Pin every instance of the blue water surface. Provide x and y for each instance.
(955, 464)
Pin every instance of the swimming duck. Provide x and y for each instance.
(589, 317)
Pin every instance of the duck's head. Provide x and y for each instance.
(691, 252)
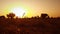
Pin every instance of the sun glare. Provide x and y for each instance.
(18, 11)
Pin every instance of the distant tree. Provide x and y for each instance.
(11, 15)
(44, 16)
(2, 17)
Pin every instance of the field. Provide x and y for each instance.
(30, 26)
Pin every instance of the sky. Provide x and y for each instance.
(32, 7)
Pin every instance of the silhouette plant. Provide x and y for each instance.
(11, 15)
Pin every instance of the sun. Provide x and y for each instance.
(18, 11)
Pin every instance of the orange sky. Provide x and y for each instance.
(33, 7)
______________________________
TASK:
Your output should be an exact copy of the lines from the one containing "Pin every instance of the sun glare." through the last line of the data above.

YOUR SOLUTION:
Pin every instance of the sun glare. Provide x and y for each instance.
(18, 11)
Pin every instance of the distant tree. Provide x and y for each instance.
(11, 15)
(44, 16)
(2, 17)
Pin every instance of the field. Provide x and y for each instance.
(30, 26)
Pin every instance of the sky. Provide x and y for each instance.
(32, 7)
Pin every instance of the silhouette plant. Provide x and y for each instance.
(11, 15)
Pin every instance of the sun. Provide x and y for each instance.
(18, 11)
Pin every instance of the orange sky. Provide x and y for each instance.
(33, 7)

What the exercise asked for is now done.